[[ Extracted information open ]]
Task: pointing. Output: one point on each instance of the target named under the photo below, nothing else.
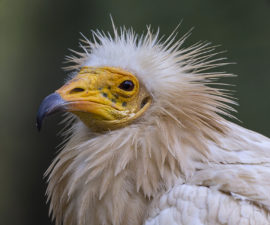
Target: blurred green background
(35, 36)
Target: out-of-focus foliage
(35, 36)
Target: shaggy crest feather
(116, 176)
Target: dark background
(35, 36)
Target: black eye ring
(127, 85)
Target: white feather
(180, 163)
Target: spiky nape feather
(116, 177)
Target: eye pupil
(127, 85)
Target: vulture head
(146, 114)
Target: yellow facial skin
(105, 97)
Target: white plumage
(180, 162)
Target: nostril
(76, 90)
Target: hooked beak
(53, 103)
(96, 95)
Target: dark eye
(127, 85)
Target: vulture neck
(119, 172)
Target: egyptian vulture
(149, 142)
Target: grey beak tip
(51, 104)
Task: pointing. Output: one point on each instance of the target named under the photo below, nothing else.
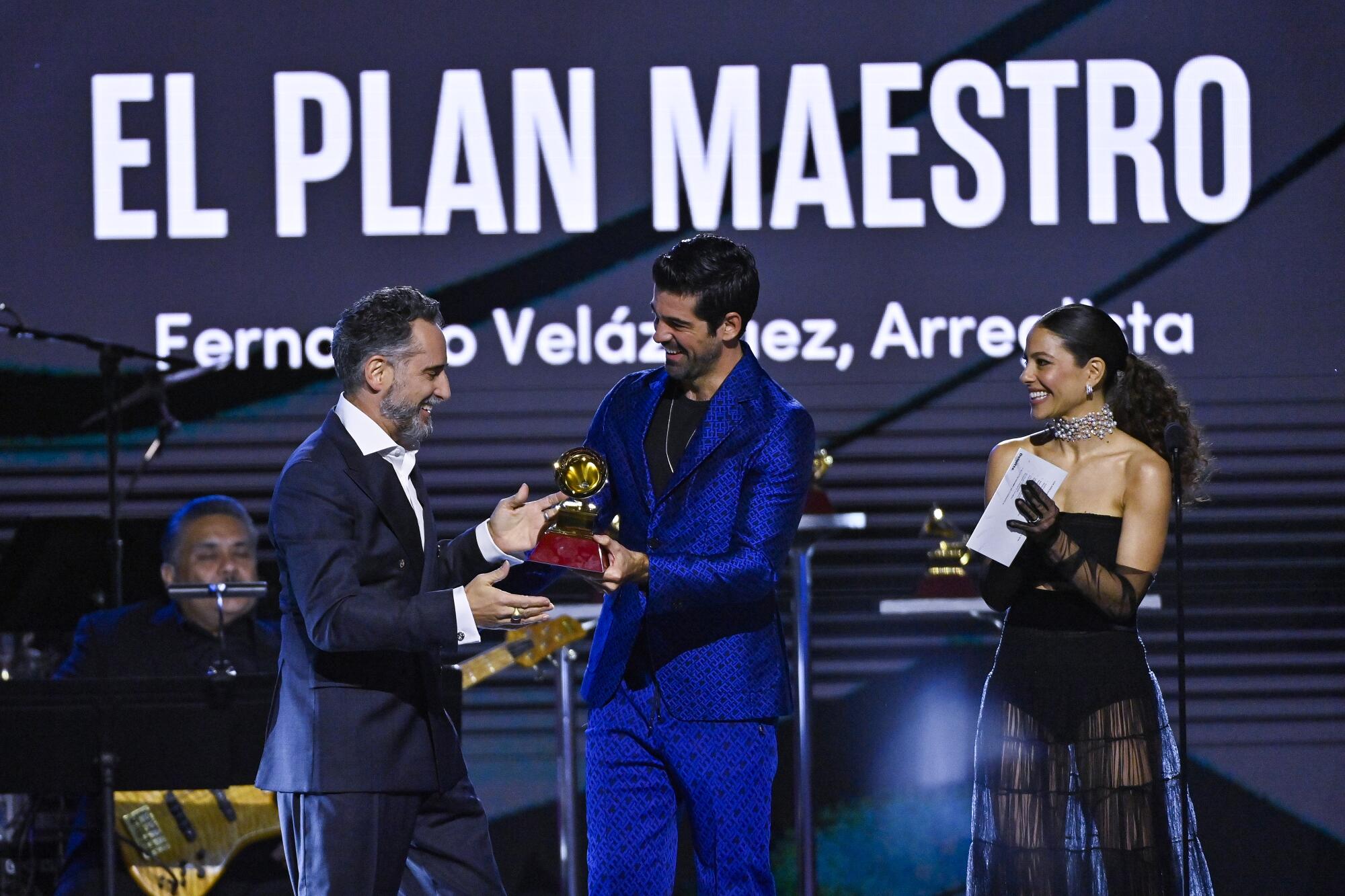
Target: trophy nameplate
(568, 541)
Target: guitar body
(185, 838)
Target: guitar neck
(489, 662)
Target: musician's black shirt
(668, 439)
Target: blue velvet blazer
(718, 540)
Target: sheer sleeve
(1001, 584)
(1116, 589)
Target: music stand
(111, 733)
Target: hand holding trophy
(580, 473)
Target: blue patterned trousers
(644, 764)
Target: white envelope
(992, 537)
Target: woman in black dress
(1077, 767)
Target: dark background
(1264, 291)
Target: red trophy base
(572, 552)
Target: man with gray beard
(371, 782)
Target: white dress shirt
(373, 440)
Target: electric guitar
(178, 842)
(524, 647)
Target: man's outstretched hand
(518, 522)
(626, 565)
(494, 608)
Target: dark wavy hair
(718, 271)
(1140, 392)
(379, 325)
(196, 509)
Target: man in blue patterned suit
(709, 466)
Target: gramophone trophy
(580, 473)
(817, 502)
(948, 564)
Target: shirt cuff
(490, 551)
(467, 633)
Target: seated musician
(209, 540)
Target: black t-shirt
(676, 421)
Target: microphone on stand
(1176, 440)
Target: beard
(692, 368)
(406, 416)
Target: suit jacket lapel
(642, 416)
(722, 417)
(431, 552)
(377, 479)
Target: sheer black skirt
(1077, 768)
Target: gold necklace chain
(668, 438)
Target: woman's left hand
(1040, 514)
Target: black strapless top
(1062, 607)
[[ Extracted information closed ]]
» **Task statement**:
Copy all the records above exactly, but leave out the pictures.

» **Written reply**:
Task: pointing. Output: one point on each instance of the target named under the photo below, nothing else.
Target: blurred green background
(35, 36)
Target: out-of-focus foliage
(35, 36)
Target: shaggy crest feather
(116, 176)
Target: dark background
(35, 36)
Target: black eye ring
(127, 85)
Target: white feather
(180, 163)
Target: spiky nape feather
(116, 177)
Target: eye pupil
(127, 85)
Target: vulture head
(146, 114)
Target: yellow facial skin
(105, 97)
Target: white plumage
(180, 162)
Target: nostril
(76, 90)
Target: hooked beak
(53, 103)
(96, 95)
Target: dark eye
(127, 85)
Target: vulture neck
(119, 172)
Target: egyptian vulture
(149, 142)
Target: grey beak tip
(51, 104)
Task: pointing. Output: one point on each instance of the target named under the photo below, nothing else.
Target: trophy nameplate
(568, 541)
Target: guitar body
(185, 838)
Target: guitar neck
(489, 662)
Target: musician's black shirt
(668, 439)
Target: blue velvet blazer
(718, 540)
Target: sheer sleeve
(1001, 584)
(1116, 589)
Target: music stand
(111, 733)
Target: hand holding trophy
(580, 473)
Target: blue patterned trousers
(644, 764)
Target: white envelope
(992, 537)
Target: woman in black dress
(1077, 767)
Target: dark background
(1264, 291)
Target: red trophy base
(572, 552)
Target: man with gray beard
(371, 782)
Target: white dress shirt
(373, 440)
Target: electric guitar
(178, 842)
(524, 647)
Target: man's outstretched hand
(518, 522)
(626, 565)
(494, 608)
Target: dark wavy hair
(718, 271)
(1140, 392)
(379, 325)
(196, 509)
Target: man in blue patterned suit
(709, 466)
Target: gramophone trophy
(580, 473)
(817, 502)
(948, 564)
Target: shirt cuff
(490, 551)
(467, 633)
Target: seated musician
(209, 540)
Target: black t-shirt
(676, 421)
Target: microphone on stand
(1176, 440)
Target: beard
(692, 368)
(406, 416)
Target: suit jacket lapel
(642, 416)
(722, 417)
(431, 552)
(377, 479)
Target: sheer black skirt
(1077, 768)
Target: gold necklace chain
(668, 438)
Target: woman's left hand
(1040, 514)
Target: black strapless top
(1062, 607)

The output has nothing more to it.